● Problem: Reproduce word for word the data from the line containing "Note to the class: point to the ford" through the final line, with both of those lines included.

Position identification data
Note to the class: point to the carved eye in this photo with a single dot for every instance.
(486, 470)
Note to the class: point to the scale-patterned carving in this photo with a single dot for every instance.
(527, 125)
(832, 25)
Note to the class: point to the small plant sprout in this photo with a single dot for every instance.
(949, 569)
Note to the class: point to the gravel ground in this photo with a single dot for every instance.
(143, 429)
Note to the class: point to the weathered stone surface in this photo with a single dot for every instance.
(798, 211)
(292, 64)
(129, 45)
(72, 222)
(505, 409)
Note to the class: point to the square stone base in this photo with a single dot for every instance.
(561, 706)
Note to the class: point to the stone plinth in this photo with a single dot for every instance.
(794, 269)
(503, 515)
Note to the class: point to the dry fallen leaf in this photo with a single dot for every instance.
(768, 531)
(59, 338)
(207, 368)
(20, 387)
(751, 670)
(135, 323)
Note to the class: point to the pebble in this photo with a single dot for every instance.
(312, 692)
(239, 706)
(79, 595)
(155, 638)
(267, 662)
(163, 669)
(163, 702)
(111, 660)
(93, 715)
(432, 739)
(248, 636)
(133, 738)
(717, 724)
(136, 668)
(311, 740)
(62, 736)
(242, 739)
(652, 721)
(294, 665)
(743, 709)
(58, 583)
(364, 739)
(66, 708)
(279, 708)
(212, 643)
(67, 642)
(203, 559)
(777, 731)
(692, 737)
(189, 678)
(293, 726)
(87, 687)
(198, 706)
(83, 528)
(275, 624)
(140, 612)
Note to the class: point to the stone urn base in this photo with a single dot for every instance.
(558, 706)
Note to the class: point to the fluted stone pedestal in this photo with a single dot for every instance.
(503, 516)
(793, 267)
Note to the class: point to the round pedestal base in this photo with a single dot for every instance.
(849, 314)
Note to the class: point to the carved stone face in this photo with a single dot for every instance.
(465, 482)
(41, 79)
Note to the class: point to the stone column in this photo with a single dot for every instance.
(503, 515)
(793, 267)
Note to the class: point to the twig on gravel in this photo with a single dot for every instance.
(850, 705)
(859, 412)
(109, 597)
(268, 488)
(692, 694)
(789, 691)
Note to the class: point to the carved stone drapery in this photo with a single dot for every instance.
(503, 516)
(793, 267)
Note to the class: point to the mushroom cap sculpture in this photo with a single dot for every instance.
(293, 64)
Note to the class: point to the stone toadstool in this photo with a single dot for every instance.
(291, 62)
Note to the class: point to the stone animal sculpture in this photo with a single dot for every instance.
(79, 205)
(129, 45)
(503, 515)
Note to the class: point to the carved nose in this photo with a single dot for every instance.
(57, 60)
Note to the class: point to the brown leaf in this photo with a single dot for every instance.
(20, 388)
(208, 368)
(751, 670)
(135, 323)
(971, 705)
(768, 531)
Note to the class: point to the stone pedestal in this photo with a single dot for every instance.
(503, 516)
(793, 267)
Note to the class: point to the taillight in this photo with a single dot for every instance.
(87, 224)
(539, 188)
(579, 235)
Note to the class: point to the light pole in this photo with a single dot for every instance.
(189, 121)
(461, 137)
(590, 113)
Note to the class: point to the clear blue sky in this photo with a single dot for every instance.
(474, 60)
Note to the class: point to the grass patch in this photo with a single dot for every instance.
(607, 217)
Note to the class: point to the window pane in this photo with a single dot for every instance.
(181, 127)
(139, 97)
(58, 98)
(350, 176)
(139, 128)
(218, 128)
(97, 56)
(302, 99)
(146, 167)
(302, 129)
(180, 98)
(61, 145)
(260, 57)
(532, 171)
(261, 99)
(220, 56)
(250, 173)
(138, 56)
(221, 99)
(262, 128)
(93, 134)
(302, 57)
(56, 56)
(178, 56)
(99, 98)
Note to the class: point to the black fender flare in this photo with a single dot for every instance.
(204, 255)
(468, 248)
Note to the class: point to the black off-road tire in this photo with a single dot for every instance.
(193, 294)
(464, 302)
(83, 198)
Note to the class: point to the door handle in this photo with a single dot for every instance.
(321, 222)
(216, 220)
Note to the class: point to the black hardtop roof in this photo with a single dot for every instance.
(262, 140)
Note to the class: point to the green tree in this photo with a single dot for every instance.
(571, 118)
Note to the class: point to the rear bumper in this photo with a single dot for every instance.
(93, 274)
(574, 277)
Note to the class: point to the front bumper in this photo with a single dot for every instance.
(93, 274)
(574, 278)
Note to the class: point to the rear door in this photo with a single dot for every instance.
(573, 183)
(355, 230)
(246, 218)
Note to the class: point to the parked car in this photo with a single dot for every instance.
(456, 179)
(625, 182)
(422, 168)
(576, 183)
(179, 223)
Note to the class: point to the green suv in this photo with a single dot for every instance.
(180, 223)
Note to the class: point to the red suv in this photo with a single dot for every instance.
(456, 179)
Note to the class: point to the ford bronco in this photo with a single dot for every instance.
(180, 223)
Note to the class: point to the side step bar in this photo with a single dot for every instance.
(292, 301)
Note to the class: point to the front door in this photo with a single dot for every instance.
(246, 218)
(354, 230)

● Solution to the exercise:
Note to the class: point to the ford bronco in this photo with a single dot for every instance.
(180, 223)
Note to the class: point to the side step bar in this photo with a single dot for every instance.
(292, 301)
Note to the class: point to the front door in this photo with a single dot for every instance.
(246, 218)
(354, 230)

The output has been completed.